● **EXERCISE INSTRUCTIONS**
Extract the lines below and reproduce each one exactly, with nothing changed or left out.

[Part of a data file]
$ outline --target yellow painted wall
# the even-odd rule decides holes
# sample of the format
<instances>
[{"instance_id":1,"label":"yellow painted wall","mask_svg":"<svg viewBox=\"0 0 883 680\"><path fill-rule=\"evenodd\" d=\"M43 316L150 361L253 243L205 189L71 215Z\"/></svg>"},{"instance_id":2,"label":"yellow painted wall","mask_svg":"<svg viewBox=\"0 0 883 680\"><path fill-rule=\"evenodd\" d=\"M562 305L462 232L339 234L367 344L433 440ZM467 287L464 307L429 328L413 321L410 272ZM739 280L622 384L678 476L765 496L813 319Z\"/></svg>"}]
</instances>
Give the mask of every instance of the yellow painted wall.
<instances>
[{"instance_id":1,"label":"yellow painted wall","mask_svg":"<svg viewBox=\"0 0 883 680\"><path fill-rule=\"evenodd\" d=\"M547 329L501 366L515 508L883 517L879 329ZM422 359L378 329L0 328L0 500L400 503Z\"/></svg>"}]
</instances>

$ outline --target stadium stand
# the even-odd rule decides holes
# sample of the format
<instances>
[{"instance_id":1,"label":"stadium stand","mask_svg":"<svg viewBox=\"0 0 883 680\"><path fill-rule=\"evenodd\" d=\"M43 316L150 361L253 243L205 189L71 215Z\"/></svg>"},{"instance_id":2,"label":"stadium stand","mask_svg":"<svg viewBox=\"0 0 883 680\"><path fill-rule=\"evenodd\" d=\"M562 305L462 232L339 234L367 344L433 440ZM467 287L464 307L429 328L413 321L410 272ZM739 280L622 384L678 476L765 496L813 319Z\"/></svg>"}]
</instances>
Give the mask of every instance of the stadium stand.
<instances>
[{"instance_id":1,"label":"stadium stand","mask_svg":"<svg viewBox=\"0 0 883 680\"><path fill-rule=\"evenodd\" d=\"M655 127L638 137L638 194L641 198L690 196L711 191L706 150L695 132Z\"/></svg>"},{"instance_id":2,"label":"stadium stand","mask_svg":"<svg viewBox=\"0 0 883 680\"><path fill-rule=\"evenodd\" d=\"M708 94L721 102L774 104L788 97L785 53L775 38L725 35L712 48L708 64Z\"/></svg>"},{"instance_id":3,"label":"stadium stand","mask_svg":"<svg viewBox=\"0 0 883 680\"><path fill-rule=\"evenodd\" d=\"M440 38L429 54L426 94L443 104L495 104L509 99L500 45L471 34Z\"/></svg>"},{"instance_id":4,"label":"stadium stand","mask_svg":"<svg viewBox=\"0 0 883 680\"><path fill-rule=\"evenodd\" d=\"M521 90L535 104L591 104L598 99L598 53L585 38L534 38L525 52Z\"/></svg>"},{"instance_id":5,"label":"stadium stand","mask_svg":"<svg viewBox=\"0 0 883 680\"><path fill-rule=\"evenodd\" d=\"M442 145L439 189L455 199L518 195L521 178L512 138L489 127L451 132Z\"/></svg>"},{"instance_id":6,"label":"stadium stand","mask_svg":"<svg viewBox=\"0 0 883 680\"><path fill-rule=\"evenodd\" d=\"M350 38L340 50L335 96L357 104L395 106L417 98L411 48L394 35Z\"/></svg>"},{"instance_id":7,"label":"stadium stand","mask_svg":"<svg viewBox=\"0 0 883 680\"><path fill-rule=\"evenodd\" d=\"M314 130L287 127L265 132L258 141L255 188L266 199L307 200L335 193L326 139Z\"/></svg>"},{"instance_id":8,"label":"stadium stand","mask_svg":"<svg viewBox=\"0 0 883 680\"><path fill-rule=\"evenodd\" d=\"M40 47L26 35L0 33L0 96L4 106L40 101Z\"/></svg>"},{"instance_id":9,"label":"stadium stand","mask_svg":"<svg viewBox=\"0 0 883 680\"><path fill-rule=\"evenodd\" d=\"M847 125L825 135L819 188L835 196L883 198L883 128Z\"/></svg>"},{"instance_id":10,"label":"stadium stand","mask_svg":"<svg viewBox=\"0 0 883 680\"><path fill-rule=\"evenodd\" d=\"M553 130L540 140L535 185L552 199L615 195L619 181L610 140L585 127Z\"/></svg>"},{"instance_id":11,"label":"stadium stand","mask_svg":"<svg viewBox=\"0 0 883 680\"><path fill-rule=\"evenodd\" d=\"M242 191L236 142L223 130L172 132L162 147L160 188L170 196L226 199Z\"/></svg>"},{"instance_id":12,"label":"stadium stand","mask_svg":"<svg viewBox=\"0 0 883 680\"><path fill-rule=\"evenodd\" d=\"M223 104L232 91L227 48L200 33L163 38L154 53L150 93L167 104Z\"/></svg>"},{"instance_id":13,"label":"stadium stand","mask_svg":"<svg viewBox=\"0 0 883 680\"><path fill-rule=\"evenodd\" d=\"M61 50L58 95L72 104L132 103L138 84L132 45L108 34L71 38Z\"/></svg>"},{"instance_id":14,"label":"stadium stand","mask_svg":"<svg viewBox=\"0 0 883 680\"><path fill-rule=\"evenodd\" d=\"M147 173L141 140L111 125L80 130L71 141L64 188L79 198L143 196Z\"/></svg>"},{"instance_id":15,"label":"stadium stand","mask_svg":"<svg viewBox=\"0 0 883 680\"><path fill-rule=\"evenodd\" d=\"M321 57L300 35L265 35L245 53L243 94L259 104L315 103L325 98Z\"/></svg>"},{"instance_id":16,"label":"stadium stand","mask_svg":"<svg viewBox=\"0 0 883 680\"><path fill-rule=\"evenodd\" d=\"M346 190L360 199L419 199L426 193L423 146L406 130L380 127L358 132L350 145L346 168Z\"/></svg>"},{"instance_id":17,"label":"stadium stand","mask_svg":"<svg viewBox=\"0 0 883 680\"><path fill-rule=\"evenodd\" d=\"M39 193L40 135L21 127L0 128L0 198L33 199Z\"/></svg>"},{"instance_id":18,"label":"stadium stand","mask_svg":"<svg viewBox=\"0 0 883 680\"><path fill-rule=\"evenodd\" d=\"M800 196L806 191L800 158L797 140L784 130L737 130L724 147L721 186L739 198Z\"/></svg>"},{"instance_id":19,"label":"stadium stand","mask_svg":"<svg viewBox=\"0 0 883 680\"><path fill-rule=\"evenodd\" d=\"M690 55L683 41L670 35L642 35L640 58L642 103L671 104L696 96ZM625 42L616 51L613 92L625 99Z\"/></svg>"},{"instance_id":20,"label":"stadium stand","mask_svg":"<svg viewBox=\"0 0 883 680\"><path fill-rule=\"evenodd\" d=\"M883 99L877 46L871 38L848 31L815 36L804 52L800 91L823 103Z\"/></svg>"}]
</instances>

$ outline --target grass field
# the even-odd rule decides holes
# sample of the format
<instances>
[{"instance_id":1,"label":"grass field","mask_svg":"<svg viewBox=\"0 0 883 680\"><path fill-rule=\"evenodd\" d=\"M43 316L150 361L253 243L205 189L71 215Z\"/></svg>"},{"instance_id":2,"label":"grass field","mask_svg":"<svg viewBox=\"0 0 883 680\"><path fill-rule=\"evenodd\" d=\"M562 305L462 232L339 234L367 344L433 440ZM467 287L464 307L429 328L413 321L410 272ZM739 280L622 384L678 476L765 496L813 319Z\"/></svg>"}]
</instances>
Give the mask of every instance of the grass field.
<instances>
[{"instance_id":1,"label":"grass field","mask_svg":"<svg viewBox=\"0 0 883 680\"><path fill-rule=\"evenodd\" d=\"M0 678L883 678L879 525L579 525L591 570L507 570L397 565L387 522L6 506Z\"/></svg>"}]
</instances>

● **PROBLEM SOLUTION**
$ outline --target yellow painted wall
# the even-odd rule decides holes
# sample of the format
<instances>
[{"instance_id":1,"label":"yellow painted wall","mask_svg":"<svg viewBox=\"0 0 883 680\"><path fill-rule=\"evenodd\" d=\"M43 316L150 361L253 243L205 189L71 215Z\"/></svg>"},{"instance_id":2,"label":"yellow painted wall","mask_svg":"<svg viewBox=\"0 0 883 680\"><path fill-rule=\"evenodd\" d=\"M562 305L462 232L339 234L367 344L433 440ZM467 287L464 307L429 328L413 321L410 272ZM739 280L622 384L678 476L765 496L813 319Z\"/></svg>"}]
</instances>
Give the mask of every instance of the yellow painted wall.
<instances>
[{"instance_id":1,"label":"yellow painted wall","mask_svg":"<svg viewBox=\"0 0 883 680\"><path fill-rule=\"evenodd\" d=\"M547 329L501 366L515 508L883 517L879 329ZM422 359L378 329L0 328L0 500L400 503Z\"/></svg>"}]
</instances>

$ outline --target stadium stand
# the even-odd rule decides holes
# sample of the format
<instances>
[{"instance_id":1,"label":"stadium stand","mask_svg":"<svg viewBox=\"0 0 883 680\"><path fill-rule=\"evenodd\" d=\"M43 316L150 361L253 243L205 189L71 215Z\"/></svg>"},{"instance_id":2,"label":"stadium stand","mask_svg":"<svg viewBox=\"0 0 883 680\"><path fill-rule=\"evenodd\" d=\"M562 305L462 232L339 234L367 344L433 440ZM467 287L464 307L429 328L413 321L410 272ZM739 280L622 384L678 476L765 496L813 319Z\"/></svg>"}]
</instances>
Give the mask of every instance of the stadium stand.
<instances>
[{"instance_id":1,"label":"stadium stand","mask_svg":"<svg viewBox=\"0 0 883 680\"><path fill-rule=\"evenodd\" d=\"M655 127L638 137L638 194L641 198L690 196L711 191L706 150L695 132Z\"/></svg>"},{"instance_id":2,"label":"stadium stand","mask_svg":"<svg viewBox=\"0 0 883 680\"><path fill-rule=\"evenodd\" d=\"M708 94L721 102L774 104L788 97L785 53L775 38L725 35L712 48L708 64Z\"/></svg>"},{"instance_id":3,"label":"stadium stand","mask_svg":"<svg viewBox=\"0 0 883 680\"><path fill-rule=\"evenodd\" d=\"M440 38L429 54L426 94L443 104L495 104L509 99L500 45L471 34Z\"/></svg>"},{"instance_id":4,"label":"stadium stand","mask_svg":"<svg viewBox=\"0 0 883 680\"><path fill-rule=\"evenodd\" d=\"M521 90L535 104L591 104L598 99L598 53L585 38L534 38L525 52Z\"/></svg>"},{"instance_id":5,"label":"stadium stand","mask_svg":"<svg viewBox=\"0 0 883 680\"><path fill-rule=\"evenodd\" d=\"M442 145L439 189L455 199L518 195L521 178L512 138L489 127L451 132Z\"/></svg>"},{"instance_id":6,"label":"stadium stand","mask_svg":"<svg viewBox=\"0 0 883 680\"><path fill-rule=\"evenodd\" d=\"M350 38L340 50L335 96L357 104L395 106L417 98L411 48L394 35Z\"/></svg>"},{"instance_id":7,"label":"stadium stand","mask_svg":"<svg viewBox=\"0 0 883 680\"><path fill-rule=\"evenodd\" d=\"M314 130L287 127L265 132L258 141L255 188L266 199L307 200L335 193L326 139Z\"/></svg>"},{"instance_id":8,"label":"stadium stand","mask_svg":"<svg viewBox=\"0 0 883 680\"><path fill-rule=\"evenodd\" d=\"M40 47L26 35L0 33L0 96L4 106L40 101Z\"/></svg>"},{"instance_id":9,"label":"stadium stand","mask_svg":"<svg viewBox=\"0 0 883 680\"><path fill-rule=\"evenodd\" d=\"M847 125L825 135L819 188L835 196L883 198L883 128Z\"/></svg>"},{"instance_id":10,"label":"stadium stand","mask_svg":"<svg viewBox=\"0 0 883 680\"><path fill-rule=\"evenodd\" d=\"M553 130L540 140L535 185L552 199L615 195L619 181L610 140L585 127Z\"/></svg>"},{"instance_id":11,"label":"stadium stand","mask_svg":"<svg viewBox=\"0 0 883 680\"><path fill-rule=\"evenodd\" d=\"M242 191L236 142L223 130L172 132L162 147L160 188L170 196L226 199Z\"/></svg>"},{"instance_id":12,"label":"stadium stand","mask_svg":"<svg viewBox=\"0 0 883 680\"><path fill-rule=\"evenodd\" d=\"M223 104L232 91L227 48L200 33L163 38L154 53L150 93L167 104Z\"/></svg>"},{"instance_id":13,"label":"stadium stand","mask_svg":"<svg viewBox=\"0 0 883 680\"><path fill-rule=\"evenodd\" d=\"M61 50L58 95L72 104L132 103L138 84L132 45L108 34L71 38Z\"/></svg>"},{"instance_id":14,"label":"stadium stand","mask_svg":"<svg viewBox=\"0 0 883 680\"><path fill-rule=\"evenodd\" d=\"M147 173L141 140L111 125L80 130L71 141L64 188L79 198L143 196Z\"/></svg>"},{"instance_id":15,"label":"stadium stand","mask_svg":"<svg viewBox=\"0 0 883 680\"><path fill-rule=\"evenodd\" d=\"M321 57L300 35L265 35L245 53L243 94L259 104L315 103L325 98Z\"/></svg>"},{"instance_id":16,"label":"stadium stand","mask_svg":"<svg viewBox=\"0 0 883 680\"><path fill-rule=\"evenodd\" d=\"M346 190L360 199L419 199L426 193L423 146L406 130L380 127L358 132L350 145L346 168Z\"/></svg>"},{"instance_id":17,"label":"stadium stand","mask_svg":"<svg viewBox=\"0 0 883 680\"><path fill-rule=\"evenodd\" d=\"M39 193L40 135L21 127L0 128L0 198L33 199Z\"/></svg>"},{"instance_id":18,"label":"stadium stand","mask_svg":"<svg viewBox=\"0 0 883 680\"><path fill-rule=\"evenodd\" d=\"M800 196L806 191L800 158L797 140L784 130L737 130L724 147L721 186L739 198Z\"/></svg>"},{"instance_id":19,"label":"stadium stand","mask_svg":"<svg viewBox=\"0 0 883 680\"><path fill-rule=\"evenodd\" d=\"M690 55L683 41L670 35L642 35L640 58L642 103L671 104L696 96ZM625 42L616 51L613 92L625 99Z\"/></svg>"},{"instance_id":20,"label":"stadium stand","mask_svg":"<svg viewBox=\"0 0 883 680\"><path fill-rule=\"evenodd\" d=\"M883 99L877 46L871 38L848 31L815 36L804 52L800 91L823 103Z\"/></svg>"}]
</instances>

$ outline --target grass field
# the even-odd rule decides holes
# sample of the format
<instances>
[{"instance_id":1,"label":"grass field","mask_svg":"<svg viewBox=\"0 0 883 680\"><path fill-rule=\"evenodd\" d=\"M43 316L150 361L253 243L205 189L71 215Z\"/></svg>"},{"instance_id":2,"label":"grass field","mask_svg":"<svg viewBox=\"0 0 883 680\"><path fill-rule=\"evenodd\" d=\"M562 305L462 232L339 234L367 344L433 440ZM467 287L464 307L429 328L413 321L410 272ZM739 280L622 384L678 476L765 496L813 319Z\"/></svg>"}]
</instances>
Give the mask of every instance of the grass field.
<instances>
[{"instance_id":1,"label":"grass field","mask_svg":"<svg viewBox=\"0 0 883 680\"><path fill-rule=\"evenodd\" d=\"M0 678L883 678L879 525L579 525L591 570L507 570L397 565L387 522L6 506Z\"/></svg>"}]
</instances>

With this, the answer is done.